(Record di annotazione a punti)
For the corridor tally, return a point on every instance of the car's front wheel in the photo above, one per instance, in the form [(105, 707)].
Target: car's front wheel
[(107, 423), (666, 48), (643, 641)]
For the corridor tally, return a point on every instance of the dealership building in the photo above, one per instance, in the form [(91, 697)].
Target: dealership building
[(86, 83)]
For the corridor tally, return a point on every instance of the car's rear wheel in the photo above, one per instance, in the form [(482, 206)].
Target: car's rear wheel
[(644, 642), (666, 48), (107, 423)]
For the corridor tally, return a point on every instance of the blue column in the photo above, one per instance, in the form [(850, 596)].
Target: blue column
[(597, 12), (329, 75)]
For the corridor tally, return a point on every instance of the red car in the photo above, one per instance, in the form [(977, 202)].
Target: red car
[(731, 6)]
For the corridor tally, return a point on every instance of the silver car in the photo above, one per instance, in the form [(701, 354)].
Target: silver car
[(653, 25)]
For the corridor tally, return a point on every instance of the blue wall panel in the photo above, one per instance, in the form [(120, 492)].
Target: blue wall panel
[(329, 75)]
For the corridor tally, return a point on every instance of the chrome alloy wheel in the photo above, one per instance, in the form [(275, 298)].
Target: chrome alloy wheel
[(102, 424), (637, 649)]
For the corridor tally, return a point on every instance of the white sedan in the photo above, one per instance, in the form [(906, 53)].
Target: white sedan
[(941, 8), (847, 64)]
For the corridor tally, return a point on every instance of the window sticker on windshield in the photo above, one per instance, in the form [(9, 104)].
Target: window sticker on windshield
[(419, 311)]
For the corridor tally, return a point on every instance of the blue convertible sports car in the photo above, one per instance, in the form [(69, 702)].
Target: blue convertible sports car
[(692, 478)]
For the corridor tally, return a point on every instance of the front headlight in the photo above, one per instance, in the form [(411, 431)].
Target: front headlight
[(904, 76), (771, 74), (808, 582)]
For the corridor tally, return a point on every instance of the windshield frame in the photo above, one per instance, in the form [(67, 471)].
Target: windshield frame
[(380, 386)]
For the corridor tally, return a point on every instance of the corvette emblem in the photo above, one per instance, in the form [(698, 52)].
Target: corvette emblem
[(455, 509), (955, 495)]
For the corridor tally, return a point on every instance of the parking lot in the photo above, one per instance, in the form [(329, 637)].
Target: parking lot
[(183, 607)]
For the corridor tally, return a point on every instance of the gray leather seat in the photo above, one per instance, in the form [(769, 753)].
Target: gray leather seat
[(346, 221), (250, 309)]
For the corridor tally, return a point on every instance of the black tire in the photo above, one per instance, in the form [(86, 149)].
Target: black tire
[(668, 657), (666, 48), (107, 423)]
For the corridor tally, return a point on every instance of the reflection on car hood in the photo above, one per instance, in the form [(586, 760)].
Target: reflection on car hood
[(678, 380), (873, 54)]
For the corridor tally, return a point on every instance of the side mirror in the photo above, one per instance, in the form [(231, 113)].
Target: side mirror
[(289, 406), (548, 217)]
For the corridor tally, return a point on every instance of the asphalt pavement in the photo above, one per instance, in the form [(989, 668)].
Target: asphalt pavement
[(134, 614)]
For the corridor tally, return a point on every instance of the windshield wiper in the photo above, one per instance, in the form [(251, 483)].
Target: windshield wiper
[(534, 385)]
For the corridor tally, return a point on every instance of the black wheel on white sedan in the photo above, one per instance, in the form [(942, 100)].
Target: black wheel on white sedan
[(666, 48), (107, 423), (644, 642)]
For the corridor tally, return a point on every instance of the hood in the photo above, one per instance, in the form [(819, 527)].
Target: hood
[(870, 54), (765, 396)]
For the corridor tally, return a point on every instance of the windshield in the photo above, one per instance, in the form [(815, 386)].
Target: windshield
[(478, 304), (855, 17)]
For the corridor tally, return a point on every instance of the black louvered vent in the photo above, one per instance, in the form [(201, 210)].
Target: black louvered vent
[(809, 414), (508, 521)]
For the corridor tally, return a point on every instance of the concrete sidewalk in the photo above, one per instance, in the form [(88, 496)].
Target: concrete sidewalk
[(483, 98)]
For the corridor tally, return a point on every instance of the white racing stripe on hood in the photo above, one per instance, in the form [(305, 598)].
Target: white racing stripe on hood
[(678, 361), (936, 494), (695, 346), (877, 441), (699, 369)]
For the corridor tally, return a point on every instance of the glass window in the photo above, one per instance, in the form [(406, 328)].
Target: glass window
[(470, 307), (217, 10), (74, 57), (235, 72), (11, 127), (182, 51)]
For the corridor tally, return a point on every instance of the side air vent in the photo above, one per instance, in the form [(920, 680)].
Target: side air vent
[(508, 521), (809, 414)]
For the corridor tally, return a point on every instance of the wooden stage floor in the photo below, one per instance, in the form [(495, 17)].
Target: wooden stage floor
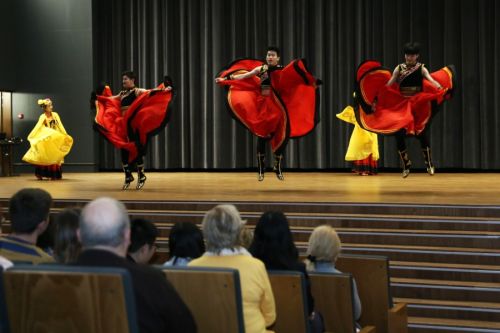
[(418, 188)]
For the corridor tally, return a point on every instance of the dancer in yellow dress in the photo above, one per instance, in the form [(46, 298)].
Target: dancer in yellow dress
[(363, 146), (49, 143)]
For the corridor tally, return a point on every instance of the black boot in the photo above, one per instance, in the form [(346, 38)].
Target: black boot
[(428, 160), (405, 162), (141, 177), (261, 166), (128, 176), (278, 165)]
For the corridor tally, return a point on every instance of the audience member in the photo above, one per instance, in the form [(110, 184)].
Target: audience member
[(142, 246), (221, 228), (67, 247), (29, 215), (273, 244), (105, 236), (185, 243), (322, 253), (246, 237)]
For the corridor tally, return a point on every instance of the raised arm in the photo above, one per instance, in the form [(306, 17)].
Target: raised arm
[(242, 76), (394, 77), (426, 75)]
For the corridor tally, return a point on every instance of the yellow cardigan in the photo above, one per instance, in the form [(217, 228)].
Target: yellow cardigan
[(362, 143), (48, 145), (258, 299)]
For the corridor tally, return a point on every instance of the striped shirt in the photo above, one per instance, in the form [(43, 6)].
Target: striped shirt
[(19, 250)]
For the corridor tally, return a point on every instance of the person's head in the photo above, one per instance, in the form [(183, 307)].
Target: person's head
[(412, 52), (29, 211), (128, 79), (45, 104), (143, 235), (273, 242), (67, 247), (246, 237), (272, 56), (324, 245), (104, 224), (186, 241), (221, 228)]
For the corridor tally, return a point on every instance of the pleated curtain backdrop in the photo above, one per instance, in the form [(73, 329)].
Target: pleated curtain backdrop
[(191, 40)]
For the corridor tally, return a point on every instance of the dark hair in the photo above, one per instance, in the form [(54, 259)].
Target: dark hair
[(275, 49), (142, 232), (67, 247), (28, 208), (273, 243), (130, 75), (412, 48), (185, 241), (45, 240)]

_Lavoro da svolgere_
Riscrivi per intero la parte dei record che si apre con la riga contenente "form [(305, 598)]." e si chiude con la riga contenente "[(678, 361), (936, 494), (695, 346), (877, 441), (699, 369)]", estremi inclusi. Trasla di 63 ogni coordinata delle risposte e lascia invariato tutto il resto.

_Risultato corretto_
For the corridor tally, return a point on every instance of the white racing stripe on hood in the photo above, one per instance, in the form [(305, 598)].
Target: white racing stripe on hood
[(741, 424), (999, 557), (758, 409), (940, 504), (762, 432)]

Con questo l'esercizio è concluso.